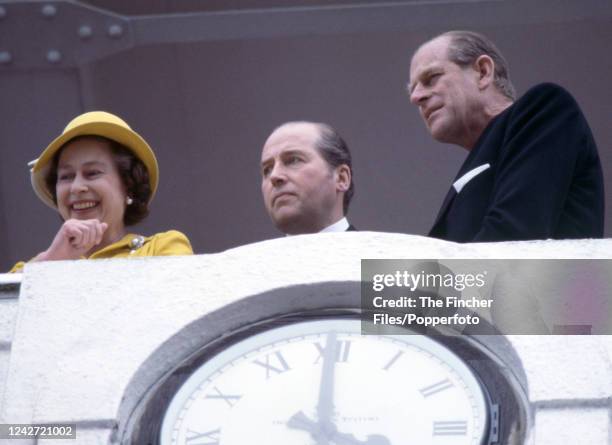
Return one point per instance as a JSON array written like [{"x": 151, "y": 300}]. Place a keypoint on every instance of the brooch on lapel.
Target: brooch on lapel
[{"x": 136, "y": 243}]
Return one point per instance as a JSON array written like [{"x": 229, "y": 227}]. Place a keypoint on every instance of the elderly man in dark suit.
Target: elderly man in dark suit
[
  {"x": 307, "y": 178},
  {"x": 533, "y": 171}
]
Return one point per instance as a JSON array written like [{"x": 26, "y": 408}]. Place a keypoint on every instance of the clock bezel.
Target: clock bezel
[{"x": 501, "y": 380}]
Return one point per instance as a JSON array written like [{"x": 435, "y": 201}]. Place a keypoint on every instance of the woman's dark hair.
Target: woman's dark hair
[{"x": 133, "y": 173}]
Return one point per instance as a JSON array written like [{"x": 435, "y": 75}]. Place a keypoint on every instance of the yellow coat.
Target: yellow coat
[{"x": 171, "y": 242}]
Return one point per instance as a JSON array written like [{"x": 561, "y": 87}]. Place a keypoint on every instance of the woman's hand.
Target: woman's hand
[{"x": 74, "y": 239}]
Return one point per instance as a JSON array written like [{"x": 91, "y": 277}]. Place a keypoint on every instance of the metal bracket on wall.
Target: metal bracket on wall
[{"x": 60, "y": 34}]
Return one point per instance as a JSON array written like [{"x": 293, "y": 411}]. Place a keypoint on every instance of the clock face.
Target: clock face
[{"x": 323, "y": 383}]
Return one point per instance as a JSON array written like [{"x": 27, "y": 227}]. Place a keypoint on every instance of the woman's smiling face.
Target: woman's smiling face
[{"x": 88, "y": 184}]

==

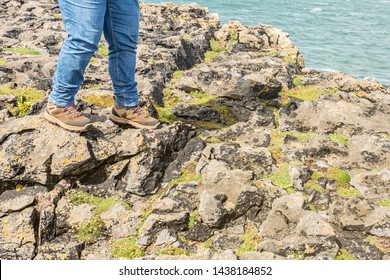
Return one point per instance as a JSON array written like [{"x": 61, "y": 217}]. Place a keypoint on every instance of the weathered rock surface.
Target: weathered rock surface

### [EXERCISE]
Each line of the material that contains the string "surface" has to be copied out.

### [ANSWER FOR THIS EXERCISE]
Return one point per instance as a JSON array written like [{"x": 61, "y": 217}]. Place a keypoint on every instance of the weathered rock surface.
Target: weathered rock surface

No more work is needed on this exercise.